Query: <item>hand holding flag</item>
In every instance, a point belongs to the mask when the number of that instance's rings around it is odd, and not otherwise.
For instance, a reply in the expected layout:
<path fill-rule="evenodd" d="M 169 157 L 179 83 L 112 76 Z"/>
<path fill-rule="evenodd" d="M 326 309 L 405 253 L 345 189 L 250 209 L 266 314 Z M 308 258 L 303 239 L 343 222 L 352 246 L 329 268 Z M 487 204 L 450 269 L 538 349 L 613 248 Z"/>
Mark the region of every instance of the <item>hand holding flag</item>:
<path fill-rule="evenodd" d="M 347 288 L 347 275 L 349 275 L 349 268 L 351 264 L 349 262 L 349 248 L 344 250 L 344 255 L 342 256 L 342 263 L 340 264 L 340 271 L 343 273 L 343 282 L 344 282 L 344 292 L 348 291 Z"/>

### TASK INSTRUCTIONS
Copy every record shown above, exactly and completely.

### ANSWER TO THIS EXERCISE
Query: <item>hand holding flag</item>
In every instance, a point belongs to the mask when the number of that instance's rings around it is odd, and not otherwise.
For instance, a reply in the expected layout:
<path fill-rule="evenodd" d="M 169 157 L 179 83 L 112 76 Z"/>
<path fill-rule="evenodd" d="M 326 309 L 405 253 L 345 189 L 250 209 L 266 314 Z M 308 258 L 303 239 L 343 222 L 352 246 L 329 268 Z M 487 204 L 450 269 L 538 349 L 613 248 Z"/>
Mark the region of every instance of the <item>hand holding flag</item>:
<path fill-rule="evenodd" d="M 347 288 L 347 275 L 349 275 L 349 268 L 351 264 L 349 262 L 349 248 L 344 250 L 344 255 L 342 256 L 342 263 L 340 264 L 340 271 L 343 273 L 343 282 L 344 282 L 344 292 L 348 291 Z"/>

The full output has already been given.